** Opening PAGE TEXT block **

Web apps are the future.

We write online, prepare our taxes online, communicate online, work online–We live online.  Data means nothing unless its accessible to you 24/7 in our entitled web paradigm of interconnectedness.  Desktop applications will remain for a while yet, while broadband pipes force internet goodness to an anemic trickle, but the last mile won’t remain a bottleneck forever.  Soon the browser will be the operating system.

Web technologies are stepping up.  HTML, CSS, and Javascript will remain cornerstones of how we interact with the web, but the changes in CSS3 and HTML5 are startling.  Why, here’s a simple snake game I made in 4 hours, without knowing a single thing about javascript.  There’s almost no reason to use Flash, and certainly not for much longer.

So I will be adding HTML5/CSS3/Javascript to my stables.  By no means will I be shirking powerful lower-level languages like C, though I will most likely continue using Python in my server-side applications.  And API’s everywhere.  API’s out the wazoo.

I don’t think any of these ideas come as a surprise to anyone who cares about these things, but I am damned excited about it, and I just had to share.

Network Security Misses The Point

Charlie Stross has a thought-provoking piece on network security entitled Where We Went Wrong.

** Closing PAGE TEXT block **
** Opening SUPPLIED ENTRIES block **

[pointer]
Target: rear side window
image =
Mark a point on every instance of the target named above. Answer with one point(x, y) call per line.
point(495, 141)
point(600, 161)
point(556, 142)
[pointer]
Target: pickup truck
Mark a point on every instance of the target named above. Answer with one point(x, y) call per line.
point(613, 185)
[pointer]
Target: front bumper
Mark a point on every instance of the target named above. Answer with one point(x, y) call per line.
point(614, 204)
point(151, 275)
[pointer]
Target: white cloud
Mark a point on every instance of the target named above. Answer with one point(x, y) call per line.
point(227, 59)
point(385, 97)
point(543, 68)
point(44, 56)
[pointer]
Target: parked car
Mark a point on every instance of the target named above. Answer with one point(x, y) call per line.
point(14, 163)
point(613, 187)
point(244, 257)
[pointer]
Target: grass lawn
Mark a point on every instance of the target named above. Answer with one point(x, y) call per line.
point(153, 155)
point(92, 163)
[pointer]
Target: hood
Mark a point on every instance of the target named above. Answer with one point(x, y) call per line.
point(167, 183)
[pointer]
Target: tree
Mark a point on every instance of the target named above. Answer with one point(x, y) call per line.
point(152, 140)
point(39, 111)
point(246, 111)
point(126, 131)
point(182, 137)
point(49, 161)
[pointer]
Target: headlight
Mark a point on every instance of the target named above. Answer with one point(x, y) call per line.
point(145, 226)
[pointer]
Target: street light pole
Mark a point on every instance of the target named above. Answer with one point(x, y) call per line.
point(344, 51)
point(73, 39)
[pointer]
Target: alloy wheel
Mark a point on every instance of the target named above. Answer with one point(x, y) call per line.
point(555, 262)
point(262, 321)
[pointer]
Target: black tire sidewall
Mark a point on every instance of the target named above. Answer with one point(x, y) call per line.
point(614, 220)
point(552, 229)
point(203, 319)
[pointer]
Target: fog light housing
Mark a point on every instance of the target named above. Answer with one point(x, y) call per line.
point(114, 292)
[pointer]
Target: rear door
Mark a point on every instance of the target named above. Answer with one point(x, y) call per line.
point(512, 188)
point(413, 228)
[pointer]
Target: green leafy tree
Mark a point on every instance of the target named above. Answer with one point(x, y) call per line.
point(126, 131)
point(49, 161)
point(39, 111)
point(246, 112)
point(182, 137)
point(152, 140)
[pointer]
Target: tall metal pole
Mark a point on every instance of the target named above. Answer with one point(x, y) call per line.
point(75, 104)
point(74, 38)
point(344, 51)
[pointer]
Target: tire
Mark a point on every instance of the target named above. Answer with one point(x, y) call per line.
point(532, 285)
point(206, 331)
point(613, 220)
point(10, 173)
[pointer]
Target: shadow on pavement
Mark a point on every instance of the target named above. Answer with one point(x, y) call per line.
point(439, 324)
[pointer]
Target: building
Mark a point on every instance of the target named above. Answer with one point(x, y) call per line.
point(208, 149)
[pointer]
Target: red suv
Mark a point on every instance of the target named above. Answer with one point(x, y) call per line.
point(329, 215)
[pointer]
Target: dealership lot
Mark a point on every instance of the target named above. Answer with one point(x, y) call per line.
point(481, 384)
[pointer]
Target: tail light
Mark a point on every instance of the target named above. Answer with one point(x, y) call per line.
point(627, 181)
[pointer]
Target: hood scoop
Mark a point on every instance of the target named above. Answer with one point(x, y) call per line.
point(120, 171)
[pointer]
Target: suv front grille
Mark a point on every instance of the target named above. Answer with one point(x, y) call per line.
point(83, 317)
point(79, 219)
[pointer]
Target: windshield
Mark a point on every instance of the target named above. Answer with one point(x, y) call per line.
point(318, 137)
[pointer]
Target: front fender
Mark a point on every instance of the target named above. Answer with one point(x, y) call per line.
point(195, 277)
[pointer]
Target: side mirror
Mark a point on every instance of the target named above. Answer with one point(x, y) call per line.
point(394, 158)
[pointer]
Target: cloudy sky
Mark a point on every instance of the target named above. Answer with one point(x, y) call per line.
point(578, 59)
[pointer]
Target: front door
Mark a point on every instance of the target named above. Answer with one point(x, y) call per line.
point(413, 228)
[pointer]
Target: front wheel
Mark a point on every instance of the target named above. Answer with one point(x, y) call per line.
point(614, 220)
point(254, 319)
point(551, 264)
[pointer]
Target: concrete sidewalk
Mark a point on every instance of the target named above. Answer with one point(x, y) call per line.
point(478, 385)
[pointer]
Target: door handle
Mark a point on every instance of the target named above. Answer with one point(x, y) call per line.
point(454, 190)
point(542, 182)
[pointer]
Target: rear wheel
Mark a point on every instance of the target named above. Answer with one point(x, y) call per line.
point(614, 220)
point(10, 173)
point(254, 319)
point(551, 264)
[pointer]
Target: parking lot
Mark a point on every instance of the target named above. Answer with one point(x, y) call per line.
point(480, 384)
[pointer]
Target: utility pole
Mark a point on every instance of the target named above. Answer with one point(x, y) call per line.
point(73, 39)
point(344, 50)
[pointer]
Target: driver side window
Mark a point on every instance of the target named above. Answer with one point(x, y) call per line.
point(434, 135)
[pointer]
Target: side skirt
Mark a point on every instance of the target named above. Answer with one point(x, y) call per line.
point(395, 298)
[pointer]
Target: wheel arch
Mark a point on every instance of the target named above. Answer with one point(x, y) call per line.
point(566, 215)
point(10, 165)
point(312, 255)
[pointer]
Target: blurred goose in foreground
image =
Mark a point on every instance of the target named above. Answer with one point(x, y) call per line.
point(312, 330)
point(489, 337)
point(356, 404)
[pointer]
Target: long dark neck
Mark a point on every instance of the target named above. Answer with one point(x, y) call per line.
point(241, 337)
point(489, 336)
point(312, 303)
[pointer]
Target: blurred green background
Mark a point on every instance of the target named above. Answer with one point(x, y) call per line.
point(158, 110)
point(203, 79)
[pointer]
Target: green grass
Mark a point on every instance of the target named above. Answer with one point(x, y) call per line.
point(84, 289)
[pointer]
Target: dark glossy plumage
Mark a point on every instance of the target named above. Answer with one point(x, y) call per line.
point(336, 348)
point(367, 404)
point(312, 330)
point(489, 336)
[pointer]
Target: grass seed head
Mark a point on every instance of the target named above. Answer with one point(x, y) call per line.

** Closing SUPPLIED ENTRIES block **

### TASKS TO CARRY OUT
A - According to the page text, how long did it take the writer to make the snake game?
B - Say whether each statement agrees with the page text, and quote the words that decide it.
(i) The writer plans to stop using C.
(ii) The writer will probably keep using Python for server-side applications.
(iii) The writer thinks there is almost no reason to use Flash.

### TASK RESULTS
A - 4 hours.

B -
(i) No: "By no means will I be shirking powerful lower-level languages like C"
(ii) Yes: "I will most likely continue using Python in my server-side applications"
(iii) Yes: "There’s almost no reason to use Flash"